◆ **To be done**: Return the records word for word. Any pictures in them are not part of the copy.
* BEGIN Information given *
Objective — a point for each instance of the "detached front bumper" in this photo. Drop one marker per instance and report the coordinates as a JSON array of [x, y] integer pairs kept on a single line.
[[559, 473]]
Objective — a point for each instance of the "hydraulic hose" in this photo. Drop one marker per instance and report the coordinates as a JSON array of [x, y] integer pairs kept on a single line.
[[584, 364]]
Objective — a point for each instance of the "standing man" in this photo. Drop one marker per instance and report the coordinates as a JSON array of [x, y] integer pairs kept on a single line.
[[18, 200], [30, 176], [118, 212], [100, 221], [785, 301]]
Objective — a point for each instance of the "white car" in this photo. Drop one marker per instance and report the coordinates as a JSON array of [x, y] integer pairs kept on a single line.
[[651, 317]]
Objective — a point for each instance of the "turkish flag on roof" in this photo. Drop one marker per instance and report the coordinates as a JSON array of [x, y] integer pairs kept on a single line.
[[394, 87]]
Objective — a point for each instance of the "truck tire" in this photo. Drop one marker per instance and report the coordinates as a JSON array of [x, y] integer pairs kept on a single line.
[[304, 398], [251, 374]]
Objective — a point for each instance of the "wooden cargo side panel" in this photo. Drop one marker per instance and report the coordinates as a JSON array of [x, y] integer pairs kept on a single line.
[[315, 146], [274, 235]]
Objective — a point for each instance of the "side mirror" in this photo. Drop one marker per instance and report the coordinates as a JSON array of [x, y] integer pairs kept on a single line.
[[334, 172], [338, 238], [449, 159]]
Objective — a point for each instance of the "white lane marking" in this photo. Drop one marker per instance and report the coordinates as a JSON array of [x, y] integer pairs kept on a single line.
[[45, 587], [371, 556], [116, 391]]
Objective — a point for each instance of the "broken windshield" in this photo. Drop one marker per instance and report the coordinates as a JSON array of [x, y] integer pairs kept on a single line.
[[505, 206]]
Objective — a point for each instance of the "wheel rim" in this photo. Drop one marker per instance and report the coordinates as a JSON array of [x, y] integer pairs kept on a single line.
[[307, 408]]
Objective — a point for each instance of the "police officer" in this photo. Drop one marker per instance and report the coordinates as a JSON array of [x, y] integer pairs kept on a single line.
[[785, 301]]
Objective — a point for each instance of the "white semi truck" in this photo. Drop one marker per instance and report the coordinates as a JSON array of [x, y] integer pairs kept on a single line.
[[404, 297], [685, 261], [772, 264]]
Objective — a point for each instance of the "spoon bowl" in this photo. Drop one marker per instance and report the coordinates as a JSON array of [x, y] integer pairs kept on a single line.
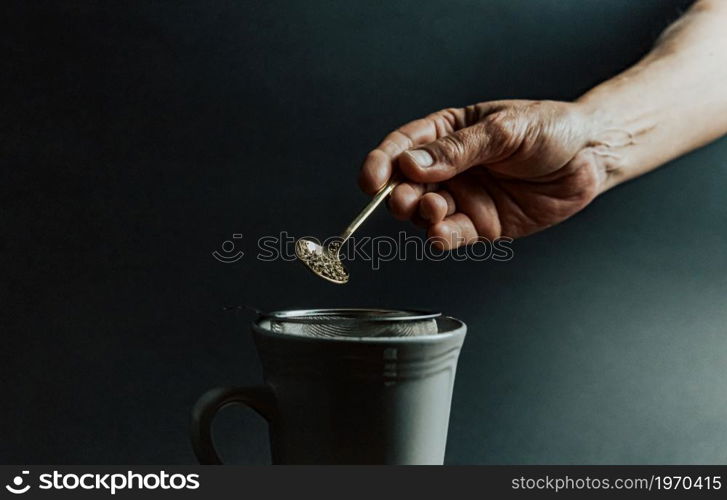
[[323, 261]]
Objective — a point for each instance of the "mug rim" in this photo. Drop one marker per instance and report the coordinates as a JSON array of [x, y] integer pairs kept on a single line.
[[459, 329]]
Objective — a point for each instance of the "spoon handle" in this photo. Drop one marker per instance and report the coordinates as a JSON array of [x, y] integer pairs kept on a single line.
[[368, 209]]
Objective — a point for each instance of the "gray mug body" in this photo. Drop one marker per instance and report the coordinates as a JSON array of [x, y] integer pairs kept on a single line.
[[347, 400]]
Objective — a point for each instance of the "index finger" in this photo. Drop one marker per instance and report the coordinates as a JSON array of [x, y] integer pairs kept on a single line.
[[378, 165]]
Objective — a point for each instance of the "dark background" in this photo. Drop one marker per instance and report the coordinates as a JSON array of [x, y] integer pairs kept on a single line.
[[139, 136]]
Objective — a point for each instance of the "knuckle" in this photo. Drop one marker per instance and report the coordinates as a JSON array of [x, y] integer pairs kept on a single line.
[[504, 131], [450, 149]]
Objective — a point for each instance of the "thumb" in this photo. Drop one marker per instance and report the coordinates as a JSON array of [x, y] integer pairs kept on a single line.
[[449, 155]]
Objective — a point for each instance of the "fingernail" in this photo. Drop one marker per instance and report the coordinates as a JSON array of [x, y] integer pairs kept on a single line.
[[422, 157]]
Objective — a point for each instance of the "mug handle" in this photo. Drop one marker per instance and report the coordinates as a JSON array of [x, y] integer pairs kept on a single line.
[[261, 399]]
* END Information given *
◆ **Final result**:
Objective — a point for each instance of the "detached front bumper" in this photo. Drop one marker per instance and report the coordinates as a JSON array of [x, y] integer pairs kept on a single line.
[[559, 473]]
Objective — a point for each instance of the "hydraulic hose" in this photo. Drop one marker per instance and report the coordinates as a JSON array of [x, y] integer pairs kept on a single line.
[[584, 364]]
Objective — a point for each instance of the "standing man" in this photo. Drop one marker per instance and report the coordinates as a JSON array of [x, y] integer pairs kept on a single line.
[[18, 200], [30, 176], [118, 212], [100, 221], [785, 301]]
Objective — a point for each instance of the "white car" in this photo. Drop one marker per instance and report the coordinates as a JSON array of [x, y] integer pairs kept on a single line.
[[651, 317]]
Objective — a point for each instance of the "turkish flag on roof" in this photo. Drop one marker per instance and report the coordinates as a JSON array of [x, y] integer pairs kept on a single line.
[[394, 87]]
Objective — a point for each instance of the "truck tire" in this photo. Drop one marker per instance and report the coordinates as a JSON array of [x, y] integer pairs kept on a single line.
[[304, 398], [251, 374]]
Objective — a point for each instance of the "wooden cargo side panel" in this photo. Drop one marker per instance and report the coordinates as a JSON array of [x, y] integer pairs kept on a single line.
[[315, 146], [274, 235]]
Objective — a point for each instance of the "side mirror" in this photo. Drop one marker per instance and report the coordinates as a JSON array of [x, y] integer pairs kept on a single line.
[[334, 172], [338, 238], [449, 159]]
Objective — a point for each instance of the "white lane marking" in this photo. Drop one marker per instance and report the coordinates as a JSON array of [x, y] integer pairs kept on a single line.
[[45, 587], [371, 556], [116, 391]]
Objective — a point for each instance of the "broken windshield" in this photo. Drop one marker per instance and report the coordinates as a JSON array of [x, y] integer pairs kept on a single line.
[[505, 206]]
Objective — a point for each instance of the "wheel rim" in this photo. Drop one marker per instance and report the coordinates as a JSON array of [x, y] integer pairs kept on a single line.
[[307, 408]]
Objective — a point for each instance of the "police officer" in this photo. Drop one marker per instance and report the coordinates as a JSON array of [x, y] integer pairs kept on a single line.
[[785, 301]]
Objective — a point for each instance of the "white semi truck" in this photo. Drop one marker per instance and report the coordinates as a JSON array of [x, y] integer pairs kept on a single line.
[[404, 297], [685, 261], [772, 264]]
Objective — a point for each instance of the "spoon bowl" in this photo. Drop one marker per instance and report the coordinates as a JSON array of [x, y] integer pairs kept on a single line.
[[323, 261]]
Objective — a point for each instance of the "mug rim" in this photo. Drop one marker per instance and report the coordinates as a JSON array of [x, y] integer pairs kept on a single line.
[[459, 329]]
Objective — a point for each instance of the "spoon handle" in this photo. Drop one marker per instance and report the coordinates as a JSON array of [x, y] integer pairs kept on a single line.
[[368, 209]]
Objective — a point for each instance of the "gray mug body" in this photo. Drop one marker per instance and report the coordinates as a JSON array of [x, y] integer pairs kept on a single line.
[[347, 400]]
Objective — a point for each instance of the "index finger" in this photo. Drop one marker per instance and report the coordinates as a JSON array of [x, y] integer pairs kept on a single line.
[[378, 165]]
Objective — a point for each instance of the "dark background" in this photo. Drop one marker per instance and report the coordinates as a JSON array of [x, y] integer pairs kept on a single line.
[[139, 136]]
Objective — a point for each instance of the "knuckle" in this photo. Drop one marker per instance and report the coordinates as a JSON array of [x, y] integer pairs kept on a single line.
[[504, 131], [450, 149]]
Objective — a point for each instance of the "thumb" in this photo. Drop one marker per instance and report the coordinates as a JSON array of [x, y] integer pairs kept on a single line.
[[449, 155]]
Objective — a point for each instance of the "fingernail" in this photo. Drop one marker per instance and report the coordinates as a JSON array of [x, y] integer pairs kept on a single line.
[[422, 157]]
Objective — a point for each instance of the "mug handle" in this photo. Drop one marker per instance and report the coordinates as a JSON array of [x, y] integer pairs kept on a single line.
[[261, 399]]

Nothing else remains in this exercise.